Talking To Alaska – Anna Woltz, Translated by Laura Watkinson – Oneworld Publications – Published 2 March 2021

♥♥♥♥

 

Synopsis

It only takes one day at their new school for Parker and Sven to become mortal enemies. Parker’s had a terrible summer and just wants to be invisible, while Sven is desperate to make an impression and be known as anything other than “that boy with epilepsy.”

When Parker discovers her beloved dog Alaska – who she had to give away last year – now belongs to Sven, she’s determined to steal Alaska back. Of course, that’s easier said than done…

My thoughts

I know first hand just how special Golden Retrievers are so I thoroughly enjoyed this delightful story about two young people brought together by a very special dog

Day one of the new school year. For Parker and Sven, this is a massive first day and both have plans to make a positive impact on their classmates. Parker plans to stay stay under the radar and Sven wants to make a big impression, but, within just the first few hours both have made a slightly different impact than they were imagining. Parker is upset with Sven for making her introduction a big deal and for making fun of her and Sven is upset that everyone already knows him as “the boy with epilepsy.” When Parker learns that her beloved dog Alaska, who she has to give away last year, now belongs to a Sven, she declares war and decides to return Alaska to her rightful home.

Talking To Alaska is such an important middle grade novel. It talks about things that so many young people face – starting at new schools, the transition to middle school, making friends, and dealing with unkind comments from others. It also addresses other important topics that is so refreshing to see in middle grade fiction, including recovering from trauma and invisible disabilities.

(GIVEN MATERIAL):
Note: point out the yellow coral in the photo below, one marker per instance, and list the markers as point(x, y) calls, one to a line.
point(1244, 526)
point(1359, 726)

(WHAT TO DO):
A – According to the book review, who translated the novel?
B – Edit the book review starting with "I know first" and going on through "her rightful home.", and swap "Golden Retrievers" for "Border Collies".

(SOLUTIONS PER TASK):
A – Laura Watkinson

B –
I know first hand just how special Border Collies are so I thoroughly enjoyed this delightful story about two young people brought together by a very special dog

Day one of the new school year. For Parker and Sven, this is a massive first day and both have plans to make a positive impact on their classmates. Parker plans to stay stay under the radar and Sven wants to make a big impression, but, within just the first few hours both have made a slightly different impact than they were imagining. Parker is upset with Sven for making her introduction a big deal and for making fun of her and Sven is upset that everyone already knows him as “the boy with epilepsy.” When Parker learns that her beloved dog Alaska, who she has to give away last year, now belongs to a Sven, she declares war and decides to return Alaska to her rightful home.